-- What you are asked to do --
Rewrite the full material exactly; no line may be skipped.
--------
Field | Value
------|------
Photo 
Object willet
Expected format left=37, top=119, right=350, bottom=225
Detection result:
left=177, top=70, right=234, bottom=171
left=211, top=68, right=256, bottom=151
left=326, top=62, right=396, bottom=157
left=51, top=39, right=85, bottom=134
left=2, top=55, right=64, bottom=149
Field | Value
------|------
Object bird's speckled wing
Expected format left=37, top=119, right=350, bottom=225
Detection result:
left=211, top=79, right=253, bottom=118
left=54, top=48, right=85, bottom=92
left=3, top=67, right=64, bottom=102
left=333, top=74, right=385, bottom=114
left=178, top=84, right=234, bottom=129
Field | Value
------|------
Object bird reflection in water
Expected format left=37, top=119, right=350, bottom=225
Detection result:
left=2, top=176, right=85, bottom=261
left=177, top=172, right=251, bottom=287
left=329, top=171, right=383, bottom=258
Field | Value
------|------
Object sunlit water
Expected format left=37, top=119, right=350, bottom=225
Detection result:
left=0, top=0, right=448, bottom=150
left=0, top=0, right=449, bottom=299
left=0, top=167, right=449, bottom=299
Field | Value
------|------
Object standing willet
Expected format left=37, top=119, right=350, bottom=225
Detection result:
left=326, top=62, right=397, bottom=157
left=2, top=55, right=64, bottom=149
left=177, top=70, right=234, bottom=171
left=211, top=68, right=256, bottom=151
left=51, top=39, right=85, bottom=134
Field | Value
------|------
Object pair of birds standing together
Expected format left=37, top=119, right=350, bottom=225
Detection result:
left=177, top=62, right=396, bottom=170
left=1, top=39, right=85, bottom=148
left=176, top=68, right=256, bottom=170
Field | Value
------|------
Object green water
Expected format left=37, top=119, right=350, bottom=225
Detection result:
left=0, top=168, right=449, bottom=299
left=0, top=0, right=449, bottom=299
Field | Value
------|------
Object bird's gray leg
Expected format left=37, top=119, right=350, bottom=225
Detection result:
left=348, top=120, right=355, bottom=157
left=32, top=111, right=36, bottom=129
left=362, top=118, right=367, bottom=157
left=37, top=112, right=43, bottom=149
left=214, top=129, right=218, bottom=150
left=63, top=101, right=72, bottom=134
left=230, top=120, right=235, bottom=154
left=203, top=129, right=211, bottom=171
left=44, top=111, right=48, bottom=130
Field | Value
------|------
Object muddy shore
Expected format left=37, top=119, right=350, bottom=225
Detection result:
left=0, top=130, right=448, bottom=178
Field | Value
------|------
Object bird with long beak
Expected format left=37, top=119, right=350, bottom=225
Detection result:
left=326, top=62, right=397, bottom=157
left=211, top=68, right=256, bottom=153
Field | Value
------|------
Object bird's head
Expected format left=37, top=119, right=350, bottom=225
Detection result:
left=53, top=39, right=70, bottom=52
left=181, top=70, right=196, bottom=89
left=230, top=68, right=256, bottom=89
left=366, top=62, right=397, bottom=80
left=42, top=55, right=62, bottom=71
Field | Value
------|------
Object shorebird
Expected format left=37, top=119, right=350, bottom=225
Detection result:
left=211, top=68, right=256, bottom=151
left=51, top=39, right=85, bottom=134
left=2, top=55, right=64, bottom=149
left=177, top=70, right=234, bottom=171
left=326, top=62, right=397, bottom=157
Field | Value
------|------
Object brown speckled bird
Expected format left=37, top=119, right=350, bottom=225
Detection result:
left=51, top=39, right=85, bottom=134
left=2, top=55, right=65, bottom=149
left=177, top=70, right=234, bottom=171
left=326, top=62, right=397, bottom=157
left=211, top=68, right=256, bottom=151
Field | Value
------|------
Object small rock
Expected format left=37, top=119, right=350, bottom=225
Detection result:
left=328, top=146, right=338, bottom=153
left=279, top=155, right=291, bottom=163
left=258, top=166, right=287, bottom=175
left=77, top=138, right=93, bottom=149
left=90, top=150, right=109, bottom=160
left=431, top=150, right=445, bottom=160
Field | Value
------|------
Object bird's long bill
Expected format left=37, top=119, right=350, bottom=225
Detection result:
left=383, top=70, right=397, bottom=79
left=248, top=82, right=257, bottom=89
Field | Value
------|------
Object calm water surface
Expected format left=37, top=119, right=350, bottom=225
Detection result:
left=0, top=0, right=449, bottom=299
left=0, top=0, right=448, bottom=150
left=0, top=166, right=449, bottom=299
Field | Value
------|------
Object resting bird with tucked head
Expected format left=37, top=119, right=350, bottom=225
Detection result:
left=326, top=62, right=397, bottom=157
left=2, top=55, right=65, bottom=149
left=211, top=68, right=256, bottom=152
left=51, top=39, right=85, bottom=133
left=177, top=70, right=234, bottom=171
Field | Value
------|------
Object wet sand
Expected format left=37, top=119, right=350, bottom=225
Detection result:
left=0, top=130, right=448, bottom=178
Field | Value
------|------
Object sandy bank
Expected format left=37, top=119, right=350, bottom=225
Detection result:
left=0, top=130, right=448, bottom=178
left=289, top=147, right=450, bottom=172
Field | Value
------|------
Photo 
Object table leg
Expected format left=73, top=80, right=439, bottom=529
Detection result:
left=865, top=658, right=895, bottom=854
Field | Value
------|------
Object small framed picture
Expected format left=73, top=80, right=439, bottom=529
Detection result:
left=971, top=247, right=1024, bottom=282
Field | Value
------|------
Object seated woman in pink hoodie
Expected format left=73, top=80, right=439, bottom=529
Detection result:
--------
-- Your solution --
Field | Value
------|------
Photo 
Object willet
Expected format left=37, top=119, right=350, bottom=225
Detection result:
left=177, top=70, right=234, bottom=171
left=211, top=68, right=256, bottom=151
left=326, top=62, right=396, bottom=157
left=51, top=39, right=85, bottom=134
left=2, top=55, right=64, bottom=149
Field | Value
------|------
Object bird's speckled wing
Expected format left=37, top=119, right=350, bottom=225
Detection result:
left=211, top=79, right=253, bottom=118
left=54, top=48, right=85, bottom=92
left=3, top=67, right=64, bottom=102
left=333, top=74, right=385, bottom=114
left=178, top=84, right=234, bottom=129
Field | Value
------|------
Object bird reflection in water
Expected format left=37, top=119, right=350, bottom=225
Detection result:
left=2, top=176, right=85, bottom=261
left=177, top=172, right=251, bottom=287
left=329, top=171, right=383, bottom=258
Field | Value
------|------
Object sunlit water
Expected format left=37, top=119, right=350, bottom=225
Detection result:
left=0, top=0, right=448, bottom=150
left=0, top=0, right=449, bottom=299
left=0, top=167, right=449, bottom=299
Field | Value
------|------
Object standing willet
Expected format left=37, top=119, right=350, bottom=225
Detection result:
left=326, top=62, right=397, bottom=157
left=2, top=55, right=64, bottom=149
left=177, top=70, right=234, bottom=171
left=211, top=68, right=256, bottom=151
left=51, top=39, right=85, bottom=134
Field | Value
------|------
Object pair of birds standing together
Expected format left=37, top=119, right=350, bottom=225
Detection result:
left=177, top=62, right=396, bottom=170
left=1, top=39, right=85, bottom=148
left=176, top=68, right=256, bottom=170
Field | Value
------|------
Object green water
Expected format left=37, top=119, right=350, bottom=225
Detection result:
left=0, top=168, right=449, bottom=299
left=0, top=0, right=449, bottom=299
Field | Value
------|------
Object bird's gray leg
Expected format left=37, top=119, right=350, bottom=225
Detection result:
left=348, top=120, right=355, bottom=157
left=32, top=111, right=36, bottom=129
left=362, top=118, right=367, bottom=157
left=37, top=112, right=43, bottom=149
left=214, top=129, right=218, bottom=150
left=63, top=101, right=72, bottom=134
left=230, top=120, right=235, bottom=154
left=203, top=129, right=211, bottom=171
left=44, top=111, right=48, bottom=130
Field | Value
------|------
Object muddy shore
Expected format left=37, top=119, right=350, bottom=225
Detection result:
left=0, top=130, right=448, bottom=178
Field | Value
------|------
Object bird with long beak
Expected format left=37, top=119, right=350, bottom=225
Detection result:
left=326, top=62, right=397, bottom=157
left=211, top=68, right=256, bottom=153
Field | Value
------|------
Object bird's head
Expected format left=37, top=119, right=350, bottom=225
Detection result:
left=53, top=39, right=70, bottom=52
left=181, top=70, right=196, bottom=89
left=230, top=68, right=256, bottom=89
left=366, top=62, right=397, bottom=80
left=42, top=55, right=62, bottom=71
Field | Value
------|------
Object shorebird
Expected format left=37, top=119, right=350, bottom=225
Detection result:
left=211, top=68, right=256, bottom=151
left=51, top=39, right=85, bottom=134
left=2, top=55, right=64, bottom=149
left=177, top=70, right=234, bottom=171
left=326, top=62, right=397, bottom=157
Field | Value
------|------
Object brown speckled bird
Expected format left=37, top=119, right=350, bottom=225
Detection result:
left=51, top=39, right=85, bottom=134
left=2, top=55, right=65, bottom=149
left=177, top=70, right=234, bottom=171
left=326, top=62, right=397, bottom=157
left=211, top=68, right=256, bottom=151
Field | Value
------|------
Object small rock
Expected format left=37, top=119, right=350, bottom=225
Detection result:
left=328, top=146, right=338, bottom=153
left=279, top=155, right=291, bottom=163
left=258, top=166, right=287, bottom=175
left=77, top=138, right=93, bottom=149
left=90, top=150, right=109, bottom=160
left=431, top=150, right=445, bottom=160
Field | Value
------|------
Object bird's long bill
Expected format left=37, top=119, right=350, bottom=225
Detection result:
left=383, top=70, right=397, bottom=79
left=248, top=82, right=257, bottom=89
Field | Value
------|------
Object calm water surface
Expected format left=37, top=119, right=350, bottom=225
Detection result:
left=0, top=0, right=449, bottom=299
left=0, top=0, right=448, bottom=150
left=0, top=166, right=449, bottom=299
Field | Value
------|------
Object resting bird with tucked head
Expected format left=37, top=119, right=350, bottom=225
Detection result:
left=326, top=62, right=397, bottom=157
left=2, top=55, right=65, bottom=149
left=211, top=68, right=256, bottom=152
left=51, top=39, right=85, bottom=133
left=177, top=70, right=234, bottom=171
Field | Value
------|------
Object wet sand
Expected format left=37, top=119, right=350, bottom=225
Detection result:
left=0, top=130, right=448, bottom=178
Field | Value
------|------
Object sandy bank
Expected format left=37, top=119, right=350, bottom=225
Detection result:
left=0, top=130, right=448, bottom=178
left=289, top=147, right=450, bottom=172
Field | Value
------|------
Photo 
Object table leg
Expected format left=73, top=80, right=439, bottom=529
Detection result:
left=865, top=658, right=895, bottom=854
Field | Value
------|------
Object small framed picture
Expected format left=73, top=80, right=439, bottom=529
Detection result:
left=971, top=247, right=1024, bottom=282
Field | Value
------|------
Object seated woman in pink hoodie
Expected format left=73, top=80, right=439, bottom=529
Detection result:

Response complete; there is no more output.